■ **CONSIGNE A**:
Dans le texte sur l’isolement d’Abdullah Öcalan, recopiez le passage qui commence à « Abdullah Öcalan est » et se termine à « le droit international. », en mettant « İmralı » à la place de « Imrali ».
■ **CONSIGNE B**:
D’après le texte sur l’isolement d’Abdullah Öcalan, à quel jour de leur grève de la faim alternée en sont les prisonniers politiques ?

■ **EXTRAIT DU TEXTE**:
☆ ☆ ☆ ☆
Abdullah Öcalan est toujours en isolement sur l’île-prison d’Imrali. L’avocate Cemile Turhallı explique en quoi cela contredit la constitution turque ainsi que le droit international.
Dans les prisons turques et du Nord-Kurdistan (Turquie), les prisonniers politiques en sont au 169ème jour de leur grève de la faim alternée pour demander la fin de l’isolement imposé à Öcalan ainsi que la fin des violations des droits dans les prisons.
L’avocate Cemile Turhallı a fait part de ses observations à l’agence de presse Firatnews (ANF) de l’incompatibilité de l’isolement imposé à Abdullah Ocalan avec le droit turc et international et des grèves de la faim dans les prisons turques.
Turhalli a déclaré : « Il y a plus de restrictions pour les condamnés que pour les prévenus, mais pour les condamnés la législation pénitentiaire permet une possibilité quotidienne pour les avocats de rendre visite à leurs clients et une possibilité hebdomadaire pour les membres de la famille. Étant donné que la Cour constitutionnelle a constaté une violation des droits de M. Abdullah Öcalan, nous sommes confrontés à une pratique de l’État turc qui contredit non seulement sa propre constitution et d’autres lois internes, mais aussi les traités internationaux qu’il a signés. En outre, elle va également à l’encontre de sa propre Cour constitutionnelle, qui a fait droit à une plainte constitutionnelle dans cette affaire. »
Evoquant l’approbation de l’isolement par le ministère de la Justice turque, Turhallı a ajouté : « Nous voyons ici comment un gouvernement prend des décisions et des positions contre ses propres lois et décisions de justice. La pratique officielle est également en contradiction avec les lois anti-discrimination. En effet, les lois devraient être les mêmes pour tous. Toute loi qui n’est pas appliquée de manière égale à tous est synonyme de discrimination.
D’autre part, M. Abdullah Öcalan s’efforce constamment de trouver une solution à la question kurde, non pas par des moyens militaires, mais par la paix et le dialogue entre toutes les parties. Durant la période connue sous le nom de « processus de paix », les solutions proposées ont également été reprises et discutées par le gouvernement. Cela a cependant rendu très fébriles certains milieux qui préfèrent la guerre. Nous pouvons maintenant voir qu’en fait le gouvernement agit en alliance avec ces milieux. »
☆ ☆ ☆ ☆
■ **DONNÉES**:
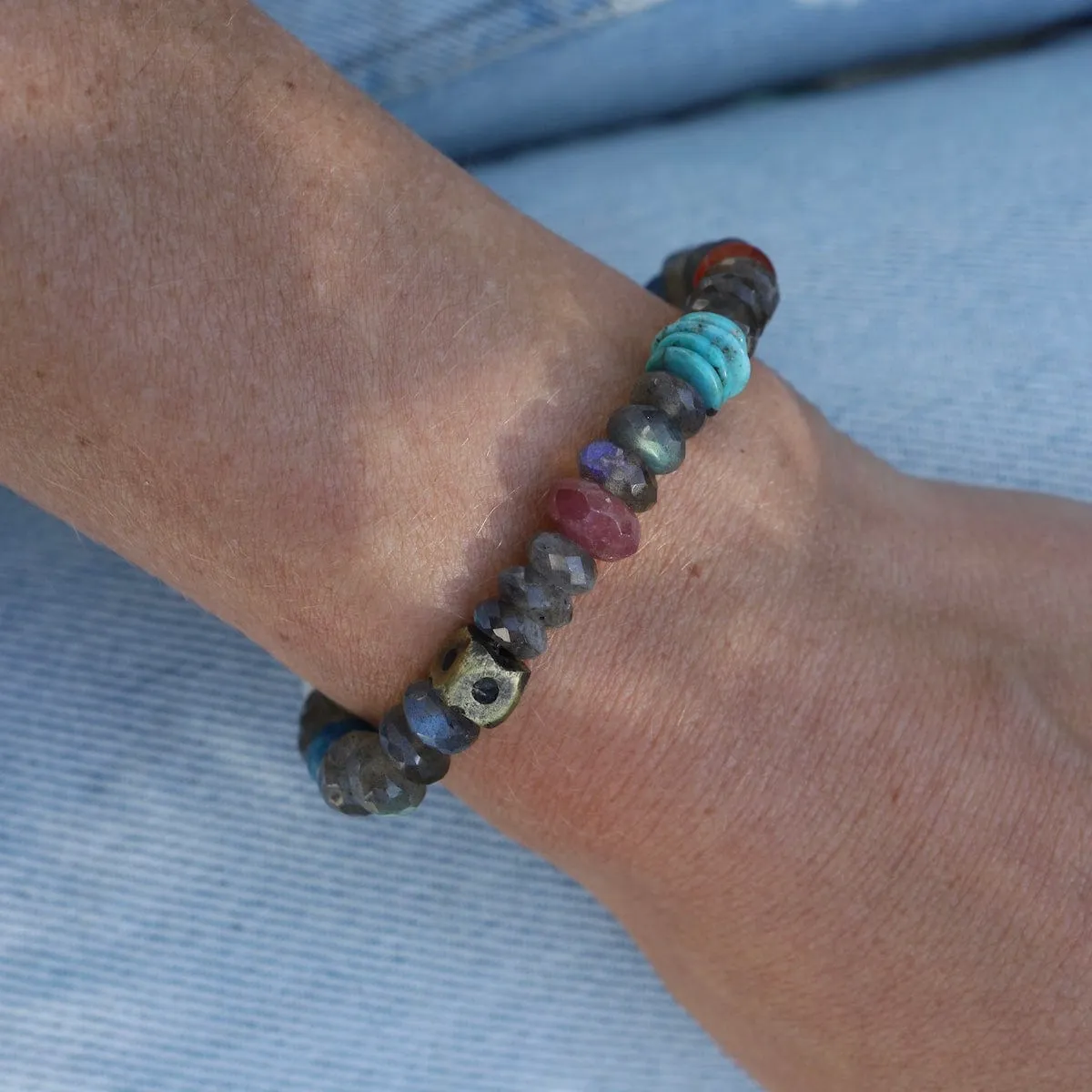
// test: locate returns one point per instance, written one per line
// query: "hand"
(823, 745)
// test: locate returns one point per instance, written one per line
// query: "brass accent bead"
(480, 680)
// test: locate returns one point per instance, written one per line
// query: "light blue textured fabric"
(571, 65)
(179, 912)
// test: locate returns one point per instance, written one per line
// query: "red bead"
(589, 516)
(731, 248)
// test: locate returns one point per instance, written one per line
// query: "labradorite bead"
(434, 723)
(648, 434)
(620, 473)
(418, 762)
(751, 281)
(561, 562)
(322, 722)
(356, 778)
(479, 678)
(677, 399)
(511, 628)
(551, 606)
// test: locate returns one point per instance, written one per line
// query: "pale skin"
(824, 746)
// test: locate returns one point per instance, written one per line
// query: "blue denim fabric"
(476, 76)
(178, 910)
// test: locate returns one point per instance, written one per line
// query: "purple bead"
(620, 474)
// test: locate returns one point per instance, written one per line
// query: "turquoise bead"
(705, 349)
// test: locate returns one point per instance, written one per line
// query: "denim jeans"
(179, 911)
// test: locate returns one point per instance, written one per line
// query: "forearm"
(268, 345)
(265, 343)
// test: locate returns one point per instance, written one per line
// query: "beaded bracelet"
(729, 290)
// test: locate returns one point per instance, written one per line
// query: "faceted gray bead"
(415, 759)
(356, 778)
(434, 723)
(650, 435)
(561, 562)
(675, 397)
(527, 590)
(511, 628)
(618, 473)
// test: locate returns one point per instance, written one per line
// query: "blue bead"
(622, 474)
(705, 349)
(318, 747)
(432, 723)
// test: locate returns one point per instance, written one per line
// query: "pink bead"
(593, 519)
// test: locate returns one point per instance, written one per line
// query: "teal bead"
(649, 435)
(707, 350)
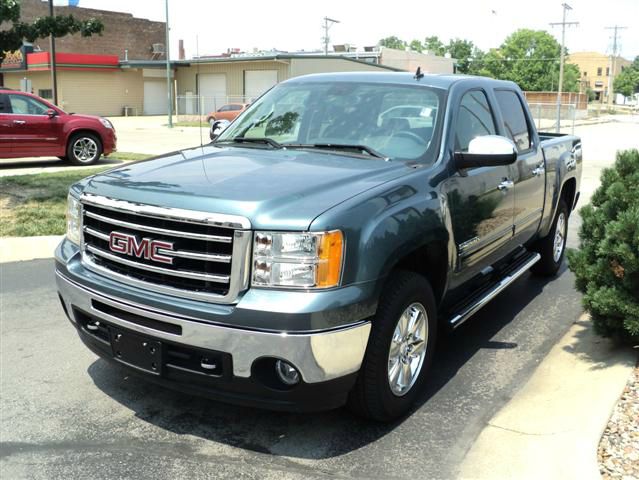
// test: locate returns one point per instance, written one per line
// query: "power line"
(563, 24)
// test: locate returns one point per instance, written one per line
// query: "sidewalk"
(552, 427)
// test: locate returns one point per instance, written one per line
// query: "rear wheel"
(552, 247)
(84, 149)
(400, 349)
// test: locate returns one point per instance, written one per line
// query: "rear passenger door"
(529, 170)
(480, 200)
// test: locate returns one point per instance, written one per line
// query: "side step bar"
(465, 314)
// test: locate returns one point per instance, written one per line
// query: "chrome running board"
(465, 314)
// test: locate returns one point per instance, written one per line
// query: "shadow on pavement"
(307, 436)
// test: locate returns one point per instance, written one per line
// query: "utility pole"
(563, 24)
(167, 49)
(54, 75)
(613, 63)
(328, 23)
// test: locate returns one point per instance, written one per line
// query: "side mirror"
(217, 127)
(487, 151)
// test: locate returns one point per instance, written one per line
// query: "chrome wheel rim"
☆ ☆ ☆ ☆
■ **CORRIGÉ A**:
Abdullah Öcalan est toujours en isolement sur l’île-prison d’İmralı. L’avocate Cemile Turhallı explique en quoi cela contredit la constitution turque ainsi que le droit international.

■ **CORRIGÉ B**:
Ils en sont au 169ème jour.